*DOCUMENT:*
-- start --
E&OE TRANSCRIPT TELEVISION INTERVIEW SKY NEWS AM AGENDA WITH KIERAN GILBERT TUESDAY, 24 JUNE 2014

SUBJECT/S: Peter Greste.

KIERAN GILBERT: Joining me live now here in the Studio the Shadow Foreign Minister, Tanya Plibersek. Tanya Plibersek thanks for your time are you satisfied with the Government’s response in this case?

TANYA PLIBERSEK, DEPUTY LEADER OF THE OPPOSITION: Look, I think it’s very important that both government and opposition join together now to focus on the needs of Peter Greste and his family and his colleagues. I am pleased that the Prime Minister and the Foreign Minister have been speaking to their counterparts. I think speaking directly with the Egyptian ambassador today is a good move, it’s going to be important that those lines of communication stay open and also that we enlist our friends internationally also to put pressure on the Egyptian Government.

GILBERT: So you think suggestions of sanctions are misplaced given the need for those lines of communication?

PLIBERSEK: Look, I think it’s very important now that we focus on Peter Greste and his immediate chance now for an appeal to this sentencing and conviction and I think the most productive thing is to continue to have diplomatic links and frank conversations at senior levels.

GILBERT: When we’re talking about the US and now a relationship with the United States, of course, and I spoke to the Foreign Minister about this, they provide hundreds

of millions of dollars in military aid to Egypt every year. Why can’t Washington, why can’t the United States leverage that funding to have some sort of influence here?

PLIBERSEK: And indeed when I say that we should ask our friends internationally to help that’s one of the examples of a friend helping that I would hope we would see. It is important though to understand that our words and our actions have to be very carefully chosen now and the focus has to be on what will help Peter Greste and his colleagues in their appeal processes if they should choose to appeal and I expect they will.

GILBERT: Because of course this country has had a fairly turbulent, to say the least, period in the last couple of years, is that the context in which Australian leaders, Government, needs to see it? And I suppose hence the need to tread, to tread carefully.

PLIBERSEK: Look, I think there’s a couple of things to say. The first is this is a relatively new government and so we need to speak at senior levels with the new Government and hope that because they’re a new Government they’ll see a way through this that actually respects the fact that Peter Greste and his colleagues were working journalists in a country reporting on the news not in any way involved in supporting the Muslim Brotherhood or any other organisation. The fact that it’s a new government gives me some hope that there’s room for movement there. It is important now to offer Peter Greste and his colleagues every help and support in any appeal that should go forward and I think it’s premature to start talking about things that actually fracture the relationship between our two countries and make it harder to offer that support.
-- end --
*DATA SHOWN:*
-- start --
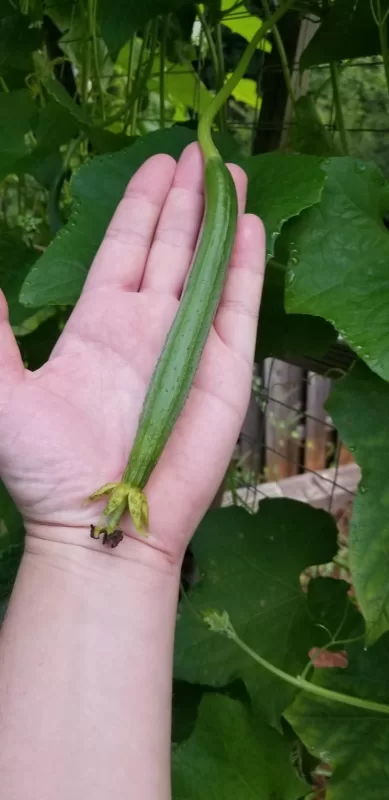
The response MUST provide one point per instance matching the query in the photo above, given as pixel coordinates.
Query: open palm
(67, 428)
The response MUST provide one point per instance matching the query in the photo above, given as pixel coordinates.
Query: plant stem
(92, 13)
(162, 58)
(130, 73)
(85, 59)
(338, 108)
(214, 58)
(144, 70)
(204, 130)
(133, 99)
(222, 71)
(311, 688)
(282, 55)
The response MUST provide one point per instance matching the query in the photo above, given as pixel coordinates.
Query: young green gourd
(177, 365)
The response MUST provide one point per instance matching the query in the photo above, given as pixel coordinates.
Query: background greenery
(88, 90)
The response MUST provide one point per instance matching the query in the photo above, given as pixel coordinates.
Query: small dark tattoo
(111, 539)
(114, 538)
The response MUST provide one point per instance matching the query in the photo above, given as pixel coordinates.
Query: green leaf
(62, 119)
(250, 567)
(333, 611)
(182, 85)
(186, 701)
(244, 24)
(280, 187)
(58, 276)
(355, 742)
(308, 134)
(359, 407)
(347, 31)
(55, 126)
(11, 542)
(16, 260)
(339, 254)
(16, 112)
(232, 754)
(282, 335)
(37, 346)
(17, 39)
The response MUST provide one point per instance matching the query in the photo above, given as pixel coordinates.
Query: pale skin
(86, 646)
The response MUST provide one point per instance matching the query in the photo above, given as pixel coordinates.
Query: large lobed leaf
(280, 187)
(250, 567)
(354, 741)
(347, 31)
(15, 263)
(232, 754)
(339, 255)
(359, 407)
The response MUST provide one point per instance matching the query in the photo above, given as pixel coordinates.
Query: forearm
(85, 676)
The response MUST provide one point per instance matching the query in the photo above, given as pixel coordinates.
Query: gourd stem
(207, 145)
(338, 108)
(302, 684)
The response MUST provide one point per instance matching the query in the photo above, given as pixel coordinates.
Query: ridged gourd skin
(176, 368)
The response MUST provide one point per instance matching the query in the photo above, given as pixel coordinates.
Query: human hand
(68, 427)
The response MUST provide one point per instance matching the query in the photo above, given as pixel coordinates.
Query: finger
(237, 317)
(122, 256)
(178, 229)
(11, 364)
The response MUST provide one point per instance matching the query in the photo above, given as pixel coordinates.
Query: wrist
(52, 543)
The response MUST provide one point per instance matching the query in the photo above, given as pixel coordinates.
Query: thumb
(11, 364)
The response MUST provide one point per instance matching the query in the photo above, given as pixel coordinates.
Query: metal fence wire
(288, 445)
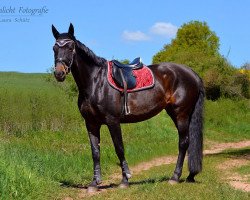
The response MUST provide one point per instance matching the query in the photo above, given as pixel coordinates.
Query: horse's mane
(85, 51)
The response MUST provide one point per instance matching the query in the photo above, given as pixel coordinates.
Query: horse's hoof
(92, 189)
(124, 185)
(173, 182)
(128, 175)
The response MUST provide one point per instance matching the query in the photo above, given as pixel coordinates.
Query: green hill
(44, 147)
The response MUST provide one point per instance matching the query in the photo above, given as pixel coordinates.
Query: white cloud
(135, 36)
(164, 29)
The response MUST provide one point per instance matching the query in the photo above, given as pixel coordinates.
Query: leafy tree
(197, 46)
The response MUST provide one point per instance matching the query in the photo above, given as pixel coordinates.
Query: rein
(61, 43)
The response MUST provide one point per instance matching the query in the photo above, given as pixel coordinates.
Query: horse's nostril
(59, 73)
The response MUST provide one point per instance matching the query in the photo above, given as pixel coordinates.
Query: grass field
(44, 148)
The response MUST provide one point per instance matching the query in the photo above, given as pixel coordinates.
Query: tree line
(197, 46)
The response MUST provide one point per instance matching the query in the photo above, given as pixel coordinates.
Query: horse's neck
(83, 74)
-- end --
*JOB:* Translate this sentence from the interview transcript into Spanish: "The fact that it’s a new government gives me some hope that there’s room for movement there." None of the entries is needed for this work.

*PROBLEM SOLUTION:* El hecho de que sea un gobierno nuevo me da cierta esperanza de que haya margen de maniobra ahí.